◆ Aim:
Reproduce the lines from the one containing "like [328, 419]." through the end of the items, swapping "Marked at" for "Placed at" and leaving all else unchanged.

◆ Supplied data:
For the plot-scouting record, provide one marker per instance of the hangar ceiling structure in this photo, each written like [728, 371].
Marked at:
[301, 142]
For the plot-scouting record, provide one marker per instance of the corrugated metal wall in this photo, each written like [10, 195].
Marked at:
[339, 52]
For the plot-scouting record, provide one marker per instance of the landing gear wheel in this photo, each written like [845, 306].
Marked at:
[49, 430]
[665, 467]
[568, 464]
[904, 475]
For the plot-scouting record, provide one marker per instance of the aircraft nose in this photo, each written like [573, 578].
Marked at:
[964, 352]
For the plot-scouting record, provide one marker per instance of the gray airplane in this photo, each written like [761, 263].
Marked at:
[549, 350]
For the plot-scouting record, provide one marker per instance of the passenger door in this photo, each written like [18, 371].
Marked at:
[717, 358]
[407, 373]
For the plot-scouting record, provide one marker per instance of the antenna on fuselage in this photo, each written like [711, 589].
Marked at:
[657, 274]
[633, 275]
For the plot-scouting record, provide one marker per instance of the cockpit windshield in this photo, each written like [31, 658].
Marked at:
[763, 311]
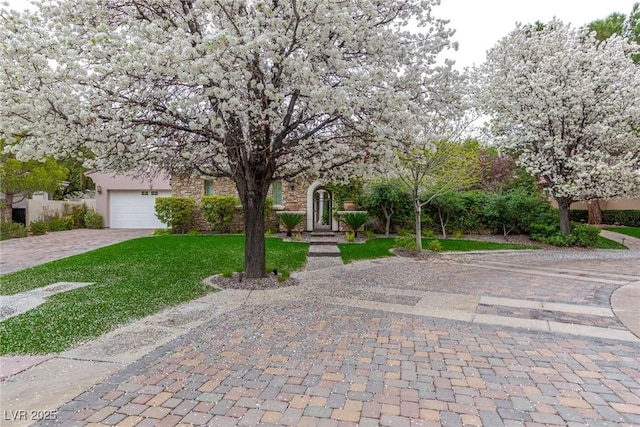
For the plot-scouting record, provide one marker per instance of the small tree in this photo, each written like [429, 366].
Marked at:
[385, 198]
[570, 107]
[19, 180]
[432, 170]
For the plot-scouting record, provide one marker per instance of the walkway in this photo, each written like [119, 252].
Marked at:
[17, 254]
[471, 339]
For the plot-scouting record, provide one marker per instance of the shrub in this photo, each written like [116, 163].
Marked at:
[406, 242]
[218, 211]
[355, 220]
[290, 221]
[12, 230]
[61, 224]
[78, 213]
[585, 235]
[38, 228]
[434, 246]
[94, 220]
[177, 212]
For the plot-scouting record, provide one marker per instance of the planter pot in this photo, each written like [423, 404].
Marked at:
[291, 206]
[349, 205]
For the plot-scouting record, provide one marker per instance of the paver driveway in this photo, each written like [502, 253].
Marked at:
[484, 339]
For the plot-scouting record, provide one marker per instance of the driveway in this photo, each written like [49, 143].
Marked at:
[495, 339]
[17, 254]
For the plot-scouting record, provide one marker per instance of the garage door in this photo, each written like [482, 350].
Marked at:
[134, 209]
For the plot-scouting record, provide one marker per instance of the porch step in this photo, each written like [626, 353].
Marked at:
[322, 234]
[324, 251]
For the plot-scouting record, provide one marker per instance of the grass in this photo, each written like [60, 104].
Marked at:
[132, 279]
[629, 231]
[379, 248]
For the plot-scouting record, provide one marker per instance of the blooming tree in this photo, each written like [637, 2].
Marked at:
[570, 107]
[253, 90]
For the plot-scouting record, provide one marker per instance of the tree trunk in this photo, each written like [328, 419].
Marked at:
[254, 251]
[7, 211]
[595, 212]
[563, 210]
[443, 224]
[417, 209]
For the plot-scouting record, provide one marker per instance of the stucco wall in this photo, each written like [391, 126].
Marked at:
[106, 182]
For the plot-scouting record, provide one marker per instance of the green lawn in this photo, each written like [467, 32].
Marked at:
[629, 231]
[132, 279]
[379, 248]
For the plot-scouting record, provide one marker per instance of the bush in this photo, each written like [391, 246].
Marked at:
[61, 224]
[290, 221]
[12, 230]
[406, 242]
[177, 212]
[434, 246]
[355, 220]
[630, 218]
[218, 211]
[78, 213]
[161, 232]
[94, 220]
[38, 228]
[585, 235]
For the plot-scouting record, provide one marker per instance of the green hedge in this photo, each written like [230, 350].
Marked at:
[630, 218]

◆ The result:
For the plot-scouting record, provide one marker per instance of the tree trunk in this photo, each written like [328, 419].
Placed at:
[254, 251]
[7, 211]
[595, 212]
[563, 210]
[443, 224]
[417, 209]
For the plot-scouting record, provide one marker per instance of the stucco wall in this photo, each written like [391, 126].
Placed at:
[106, 182]
For the plot-scouting record, provide one marker per instance of the green lawn in this photo, each written like [467, 32].
Placed at:
[629, 231]
[132, 279]
[379, 248]
For the plot-scouting record, provide one marker per instance of the bush in this photo, each written like [391, 246].
Placed at:
[61, 224]
[290, 221]
[12, 230]
[406, 242]
[177, 212]
[434, 246]
[355, 220]
[630, 218]
[218, 211]
[78, 213]
[161, 232]
[94, 220]
[38, 228]
[585, 235]
For the plot-scouting record, provide one marker per instance of the green hedge in this photo, each written like [230, 350].
Placed at:
[630, 218]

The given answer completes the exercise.